GOAL: Provide an exact transcription of all the records.

========

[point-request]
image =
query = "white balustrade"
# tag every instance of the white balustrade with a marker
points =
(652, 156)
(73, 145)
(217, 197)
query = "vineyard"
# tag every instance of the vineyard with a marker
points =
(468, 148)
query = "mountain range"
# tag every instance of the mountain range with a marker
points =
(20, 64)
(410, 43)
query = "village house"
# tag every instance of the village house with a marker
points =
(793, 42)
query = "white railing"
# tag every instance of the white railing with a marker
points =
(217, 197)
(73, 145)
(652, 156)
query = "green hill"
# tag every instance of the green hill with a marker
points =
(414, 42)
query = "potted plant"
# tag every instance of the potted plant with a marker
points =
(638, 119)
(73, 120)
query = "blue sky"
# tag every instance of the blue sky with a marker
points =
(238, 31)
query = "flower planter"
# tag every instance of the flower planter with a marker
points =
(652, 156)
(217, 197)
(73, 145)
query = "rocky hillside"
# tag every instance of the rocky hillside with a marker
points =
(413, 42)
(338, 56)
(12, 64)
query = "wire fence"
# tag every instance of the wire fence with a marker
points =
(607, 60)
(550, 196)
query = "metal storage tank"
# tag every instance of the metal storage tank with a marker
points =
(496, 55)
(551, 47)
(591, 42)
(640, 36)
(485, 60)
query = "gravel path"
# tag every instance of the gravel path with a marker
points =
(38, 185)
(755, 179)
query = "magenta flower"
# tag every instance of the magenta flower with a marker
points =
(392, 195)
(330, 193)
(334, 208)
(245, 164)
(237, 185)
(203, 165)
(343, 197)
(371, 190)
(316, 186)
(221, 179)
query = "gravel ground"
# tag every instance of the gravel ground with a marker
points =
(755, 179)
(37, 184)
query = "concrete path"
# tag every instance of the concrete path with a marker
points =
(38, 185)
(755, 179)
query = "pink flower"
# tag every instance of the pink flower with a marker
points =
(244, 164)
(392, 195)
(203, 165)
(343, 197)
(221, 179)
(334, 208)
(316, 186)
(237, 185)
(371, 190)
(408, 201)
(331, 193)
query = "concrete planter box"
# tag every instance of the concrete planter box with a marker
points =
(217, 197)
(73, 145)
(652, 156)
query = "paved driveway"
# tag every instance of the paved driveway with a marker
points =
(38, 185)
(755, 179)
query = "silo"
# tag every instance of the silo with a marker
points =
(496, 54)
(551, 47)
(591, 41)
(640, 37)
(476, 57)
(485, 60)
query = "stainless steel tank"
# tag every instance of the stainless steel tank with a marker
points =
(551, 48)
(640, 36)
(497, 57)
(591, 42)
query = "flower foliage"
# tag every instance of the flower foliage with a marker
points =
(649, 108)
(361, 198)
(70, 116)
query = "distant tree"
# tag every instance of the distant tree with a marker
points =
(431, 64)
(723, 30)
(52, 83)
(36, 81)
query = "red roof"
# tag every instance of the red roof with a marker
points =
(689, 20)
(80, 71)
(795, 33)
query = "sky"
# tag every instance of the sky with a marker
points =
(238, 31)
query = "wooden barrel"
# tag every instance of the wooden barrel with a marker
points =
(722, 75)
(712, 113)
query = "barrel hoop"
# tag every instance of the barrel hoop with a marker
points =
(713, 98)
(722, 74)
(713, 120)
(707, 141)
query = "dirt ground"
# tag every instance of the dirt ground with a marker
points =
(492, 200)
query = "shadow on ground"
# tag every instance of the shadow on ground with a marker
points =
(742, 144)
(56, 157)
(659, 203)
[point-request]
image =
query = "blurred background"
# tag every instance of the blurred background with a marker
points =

========

RESPONSE FOR THIS EXERCISE:
[point-request]
image =
query = "white balustrade"
# tag every instance of the white balustrade with a marker
points =
(652, 156)
(73, 145)
(217, 197)
query = "vineyard"
# tag every instance of the vineyard with a marker
points =
(468, 148)
query = "mountain range"
# tag every instance of the mountain range with a marker
points =
(20, 64)
(410, 43)
query = "village house"
# tag every instance of the village house with a marker
points =
(793, 42)
query = "white railing"
# tag every instance of the white railing with a marker
points =
(217, 197)
(73, 145)
(652, 156)
query = "green hill"
# tag every instance of the green hill with a marker
points =
(414, 42)
query = "potted plant"
# tag every instance of the potted plant with a marker
points =
(638, 119)
(73, 120)
query = "blue sky"
# tag every instance of the blue sky with a marker
points =
(238, 31)
query = "flower planter"
# tag every instance of the flower planter with a marker
points =
(652, 156)
(217, 197)
(73, 145)
query = "rocky hillside"
# tag every instance of the rocky hillside with a marker
points =
(413, 42)
(338, 56)
(12, 64)
query = "wire fence"
# tag every instance of the wire fence with a marker
points =
(607, 60)
(550, 196)
query = "metal storage tank"
# tag every instance of the metal storage tank with a marker
points =
(496, 55)
(551, 47)
(591, 42)
(640, 36)
(485, 60)
query = "gravel path"
# tag every instance of the gravel path with a marker
points =
(38, 185)
(755, 179)
query = "magenta flower"
# tag every instance of the magenta flower with a marker
points =
(392, 195)
(330, 193)
(334, 208)
(245, 164)
(237, 185)
(203, 165)
(343, 197)
(371, 190)
(316, 186)
(221, 179)
query = "gravel ground"
# tag every instance of the gravel ground with a marker
points =
(755, 179)
(37, 184)
query = "concrete path"
# tag every instance of the concrete path with a marker
points =
(38, 185)
(755, 179)
query = "pink flower"
# tag every instance of the pink flower with a marker
points =
(244, 164)
(392, 195)
(203, 165)
(343, 197)
(221, 179)
(334, 208)
(316, 186)
(237, 185)
(371, 190)
(408, 201)
(331, 193)
query = "concrete planter box"
# tag every instance of the concrete planter box with a marker
points =
(217, 197)
(73, 145)
(652, 156)
query = "paved driveway"
# tag every instance of the paved driveway with a marker
points =
(38, 185)
(755, 179)
query = "silo"
# tag every instance of the silo with a marker
points =
(496, 54)
(551, 47)
(591, 41)
(640, 37)
(476, 57)
(485, 60)
query = "stainless steel tank"
# tag every instance of the stainless steel tank with a marker
points =
(551, 48)
(640, 36)
(497, 57)
(591, 42)
query = "flower foliage"
# tag every instance of the flower foliage with a marker
points =
(649, 108)
(361, 198)
(70, 116)
query = "distant tree"
# tag every instance of the distant tree with a marker
points =
(431, 64)
(723, 30)
(52, 83)
(36, 81)
query = "red roof"
# tag every instance of the red roof with a marker
points =
(689, 20)
(80, 71)
(795, 33)
query = "sky"
# tag every instance of the sky with a marker
points =
(238, 31)
query = "wooden barrel"
# tag every instance of the wooden barrel with a marker
points =
(722, 75)
(712, 113)
query = "barrel hoop"
# tag every instance of the barrel hoop with a marker
points =
(713, 98)
(722, 74)
(713, 120)
(707, 141)
query = "dirt ground"
# tag every instance of the dirt ground with a marker
points =
(492, 200)
query = "shadow on ground"
# tag every instance of the shadow on ground with a marker
points =
(742, 144)
(56, 157)
(659, 203)
[point-request]
image =
query = "blurred background"
# tag every instance of the blurred background with a marker
points =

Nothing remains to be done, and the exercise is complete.